> _Selected passage_:
--------------------

You may highlight the default value (500) and type a new value, representing the line number at which you want the Data Parser for Unstructured Text to stop reading. For example, if you want the Data Parser for Unstructured Text to stop reading a report file at line 35, rather than line 500, simply highlight the 500, and type 35.

Click OK in the Source Options window when you are finished making your selections.

Sample Size

As you change the settings in Starting Line or Ending Line, the Sample Size value will change to reflect the total number of lines of text that the Data Parser for Unstructured Text displays. Performance will be affected as the Sample Size increases.

Padding

Pad Lines

This option allows you to choose whether the Data Parser for Unstructured Text pads each line of text in your report out to a fixed right margin, or reads each line only to the last character on that line. The default setting is OFF. You can turn it ON by clicking in the white square to the left of Pad Lines. This removes the check in the box.

When a report has a ragged right margin, this option will assist you in defining data fields to a width that does not cause the data in wider fields to be truncated. It can be misleading, however, if you are defining line styles. The spaces used to pad the lines in the display do not actually exist in the text file. Do not use them in recognition patterns for line styles.

Pad Line Length

When the Pad Lines option is turned ON, the Data Parser for Unstructured Text will pad each line of text in the selected sample out to the longest length necessary to accommodate the data. That value is displayed in Pad Length. For example, in TUTOR1.REP, the default Pad Line Length is 52.

If you want the Data Parser for Unstructured Text to pad with spaces past the last character in all the lines of text, you may change the value of Pad Line Length. Highlight the default value and type a larger value. Performance will be affected as the value increases.

Symbols

Show EndLine Symbol

This is a toggle that allows you to choose whether or not to display a symbol at the end of each line of text. The default setting is ON. You may turn it OFF by clicking on the box that contains the check mark.

Symbol

If you want the Data Parser for Unstructured Text to display an end line symbol, this is a list of symbols from which to choose. The options are a paragraph mark (¶) or {EOL}. Select the desired choice from the list box.

Show Space Symbol

This is a toggle that allows you to choose whether or not to display a symbol where each space character exists in the display. This includes both space characters that exist in the source text file and also any characters that have been added to the Data Panel by the Pad Lines option. The default setting is ON. You may turn it OFF by clicking on the box that contains the check mark.

Symbol

If you want the Data Parser for Unstructured Text to display a space symbol, this is a list of symbols from which to choose. The options are a small dot ( × ) or a period ( . ). Select the desired choice from the list box.

Show Tab Symbol

This is a toggle that allows you to choose whether or not to display a symbol where a tab character exists in the source report file. The default setting is ON. You may turn it OFF by clicking on the box that contains the check mark. The symbol will only appear if tab expansion is set to 0 on the Printer Emulation tab of the Source Options window.

Symbol

If you want the Data Parser for Unstructured Text to display a tab symbol, this is a list of symbols from which to choose. The options are a small double right angle bracket ( ) or a single right angle bracket ( > ). Select the desired choice from the list box.

Graph Paper

Show Horizontal Lines

This is a toggle that allows you to choose whether or not to display horizontal lines under each line of data in the Data Panel. The default setting is OFF. You may turn it ON by clicking on the box that contains the check mark.

--------------------

Point placement records

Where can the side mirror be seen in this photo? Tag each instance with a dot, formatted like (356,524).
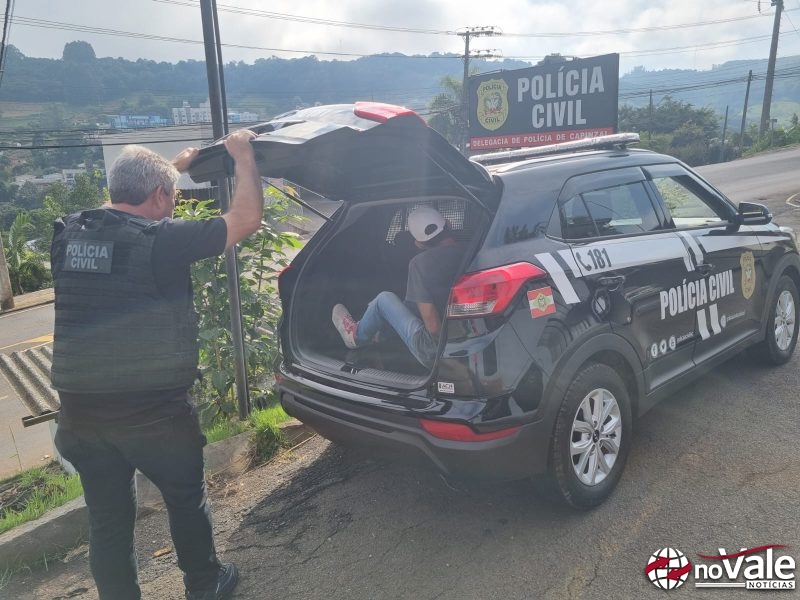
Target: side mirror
(753,214)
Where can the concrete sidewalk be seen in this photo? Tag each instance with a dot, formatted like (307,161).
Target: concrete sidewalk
(31,300)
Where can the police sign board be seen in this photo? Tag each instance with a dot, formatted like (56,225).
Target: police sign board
(88,256)
(547,104)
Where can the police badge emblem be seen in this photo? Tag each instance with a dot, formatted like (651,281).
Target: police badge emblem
(492,103)
(748,264)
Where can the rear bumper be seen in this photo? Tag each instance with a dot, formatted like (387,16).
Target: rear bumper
(520,455)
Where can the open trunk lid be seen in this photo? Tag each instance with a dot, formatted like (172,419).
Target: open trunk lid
(356,152)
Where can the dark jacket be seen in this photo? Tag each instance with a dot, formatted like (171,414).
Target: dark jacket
(114,330)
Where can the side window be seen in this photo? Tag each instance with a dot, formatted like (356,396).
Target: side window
(688,201)
(576,224)
(684,205)
(618,210)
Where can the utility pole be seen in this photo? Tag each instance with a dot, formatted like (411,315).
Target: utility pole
(467,34)
(724,130)
(6,293)
(744,112)
(773,53)
(219,124)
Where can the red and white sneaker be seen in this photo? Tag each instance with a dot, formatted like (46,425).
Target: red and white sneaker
(345,325)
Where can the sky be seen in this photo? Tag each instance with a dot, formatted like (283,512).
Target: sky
(656,34)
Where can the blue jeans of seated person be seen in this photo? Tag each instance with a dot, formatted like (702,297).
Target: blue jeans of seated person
(169,452)
(388,310)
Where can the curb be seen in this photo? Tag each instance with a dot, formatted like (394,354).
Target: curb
(66,526)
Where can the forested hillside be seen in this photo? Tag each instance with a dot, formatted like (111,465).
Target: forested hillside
(274,85)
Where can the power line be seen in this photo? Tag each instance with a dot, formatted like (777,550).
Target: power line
(377,27)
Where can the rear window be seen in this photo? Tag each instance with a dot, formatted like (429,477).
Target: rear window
(452,209)
(616,210)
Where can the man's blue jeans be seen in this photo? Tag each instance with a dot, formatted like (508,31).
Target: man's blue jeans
(388,310)
(169,452)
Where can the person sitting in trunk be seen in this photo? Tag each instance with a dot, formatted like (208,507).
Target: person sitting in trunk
(430,275)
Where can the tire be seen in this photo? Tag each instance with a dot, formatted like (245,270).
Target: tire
(576,476)
(778,345)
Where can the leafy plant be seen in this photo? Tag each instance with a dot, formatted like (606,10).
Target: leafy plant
(260,259)
(26,266)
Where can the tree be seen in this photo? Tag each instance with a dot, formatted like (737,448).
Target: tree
(78,52)
(28,197)
(26,266)
(79,76)
(445,109)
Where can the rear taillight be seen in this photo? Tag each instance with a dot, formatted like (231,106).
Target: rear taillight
(460,432)
(489,292)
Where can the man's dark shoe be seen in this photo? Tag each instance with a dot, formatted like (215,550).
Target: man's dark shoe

--------------------

> _Written exercise 1_: List every setting in the Data Parser settings text whose default is ON.
> _Written exercise 2_: Write a continuation of the Data Parser settings text, beginning after its final sentence.

> _Output 1_: Show EndLine Symbol, Show Space Symbol, Show Tab Symbol

> _Output 2_:
Show Vertical Lines

This is a toggle that allows you to choose whether or not to display vertical lines in between each line of data in the Data Panel. The default setting is OFF. You may turn it ON by clicking on the box that contains the check mark.

Options

Display Source Option with New Extract

This tells the Data Parser for Unstructured Text to automatically show the Source Options dialog box each time a new extract script is created. The default is ON. If you do not want the Source Options dialog box to open when you create a new extract script, turn it OFF click the box containing the check mark.

File Properties

The options listed under File Properties are settings that apply globally to the current text or report file. The settings also are written to the script and are stored in the Data Parser for Unstructured Text database.

These selections should be made prior to opening the text or report file, if you know which options to choose. When you change these options after the report or text file is loaded, the Data Parser for Unstructured Text will reread and reload the report. This may take a few seconds.

The exception is the Text File choice. This will always open with the text file that was used originally to define the script. If you want to change it, you must open the script first.

Text File/URI

This is the report file that you are using, or URI to which you are connecting. If you want to check or run the script that you have designed against a different report file, you can click the down arrow and browse to the new report file. The Data Parser for Unstructured Text will load the new file and apply the script that is presently open to that file.

Line Separator

A text file is presumed to have a carriage return-line feed (CR-LF) at the end of each line. However, some files have different characters at the end of the line.

To specify some other line separator, or to specify the number of bytes of each line of a fixed length report, place the mouse pointer in the Line Separator box and click once. Then click the down arrow to the right of the box and click the desired Line Separator in the list. The list box choices are: carriage return-line feed (default), line feed, carriage return, line feed-carriage return, form feed, empty line, and number of bytes.

If you select number of bytes, enter the length of each data record in the Byte Count box that appears just below the Line Separator box. The Data Parser for Unstructured Text data display supports record lengths up to 32,000 bytes.

Caution: If your source file contains Carriage Returns, Line Feeds or Form Feeds, use the Character Filters tab to replace each of these with blanks before using the number of bytes Line Separator. For information on using character filters, see Character Filters.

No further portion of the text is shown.